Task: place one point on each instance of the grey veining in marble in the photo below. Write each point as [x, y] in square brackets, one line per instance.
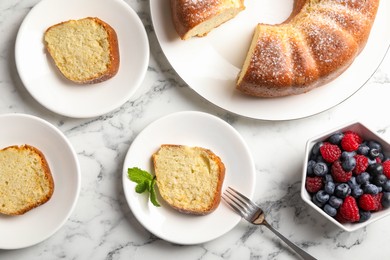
[102, 225]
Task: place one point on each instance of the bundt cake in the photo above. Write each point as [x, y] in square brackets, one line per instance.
[317, 43]
[199, 17]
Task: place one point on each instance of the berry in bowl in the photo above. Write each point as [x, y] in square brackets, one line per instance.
[346, 176]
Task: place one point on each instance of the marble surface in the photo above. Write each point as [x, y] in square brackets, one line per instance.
[102, 225]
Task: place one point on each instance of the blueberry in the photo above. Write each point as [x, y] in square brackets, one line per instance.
[371, 161]
[328, 178]
[357, 192]
[386, 186]
[336, 138]
[342, 190]
[375, 145]
[330, 210]
[386, 199]
[345, 155]
[370, 189]
[320, 169]
[363, 178]
[363, 149]
[364, 216]
[379, 180]
[329, 187]
[316, 202]
[322, 196]
[353, 182]
[375, 169]
[349, 164]
[335, 202]
[310, 165]
[373, 153]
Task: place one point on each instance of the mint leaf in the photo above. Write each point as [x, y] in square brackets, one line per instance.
[153, 196]
[145, 182]
[141, 187]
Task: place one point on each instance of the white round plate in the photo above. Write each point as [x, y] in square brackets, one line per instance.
[44, 81]
[210, 65]
[192, 129]
[40, 223]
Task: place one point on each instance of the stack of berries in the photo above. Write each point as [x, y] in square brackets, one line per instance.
[348, 177]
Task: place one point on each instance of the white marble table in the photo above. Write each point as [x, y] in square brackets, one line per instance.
[102, 225]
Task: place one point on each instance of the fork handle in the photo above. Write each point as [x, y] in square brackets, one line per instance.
[297, 249]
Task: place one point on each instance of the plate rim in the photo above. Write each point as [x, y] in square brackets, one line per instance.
[60, 135]
[136, 83]
[249, 192]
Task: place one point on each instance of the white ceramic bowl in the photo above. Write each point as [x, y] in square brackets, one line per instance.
[366, 134]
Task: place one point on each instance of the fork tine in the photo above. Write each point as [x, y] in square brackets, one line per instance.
[233, 205]
[241, 197]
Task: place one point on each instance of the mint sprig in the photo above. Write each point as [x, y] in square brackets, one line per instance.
[145, 182]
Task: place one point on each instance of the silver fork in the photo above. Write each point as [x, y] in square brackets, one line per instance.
[255, 215]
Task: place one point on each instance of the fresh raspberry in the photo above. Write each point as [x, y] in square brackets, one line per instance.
[351, 141]
[361, 164]
[330, 152]
[358, 138]
[349, 210]
[314, 184]
[338, 173]
[378, 198]
[368, 202]
[386, 168]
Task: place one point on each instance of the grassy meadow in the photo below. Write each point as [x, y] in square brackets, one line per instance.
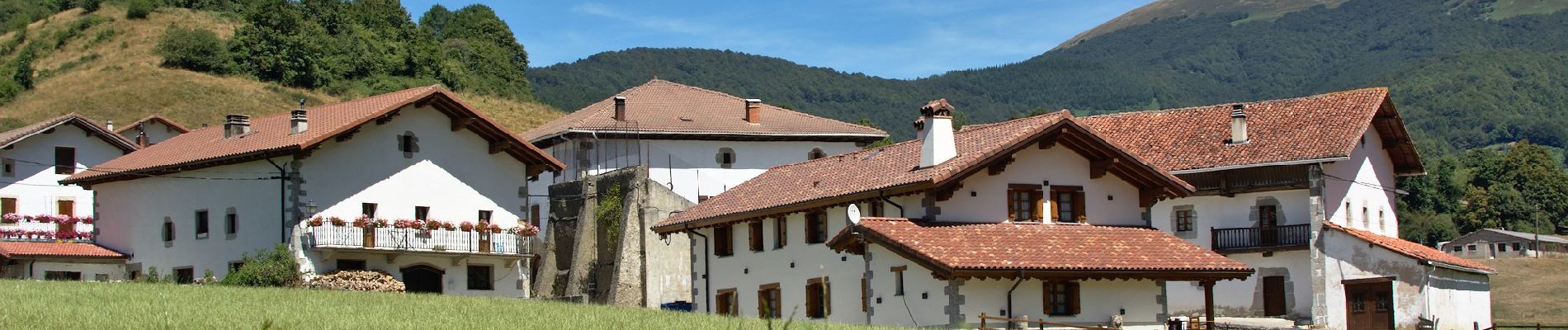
[27, 304]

···

Your goal
Write out exactly the lines from the line that contains "Task: place one point on each instance of the fresh" to the last line of the material above, both included; pictures do not belong in the copy.

Reply to the task
Task: place one point on each instance of the fresh raspberry in the photo above. Write each point as [x, y] in square brackets, one line per instance.
[351, 141]
[361, 164]
[330, 152]
[358, 138]
[349, 210]
[314, 184]
[338, 173]
[378, 198]
[368, 202]
[386, 168]
Task: place one point on each instance of the grassy meadow in the photo below. Write each point as [x, y] in square brackets, one line per instance.
[27, 304]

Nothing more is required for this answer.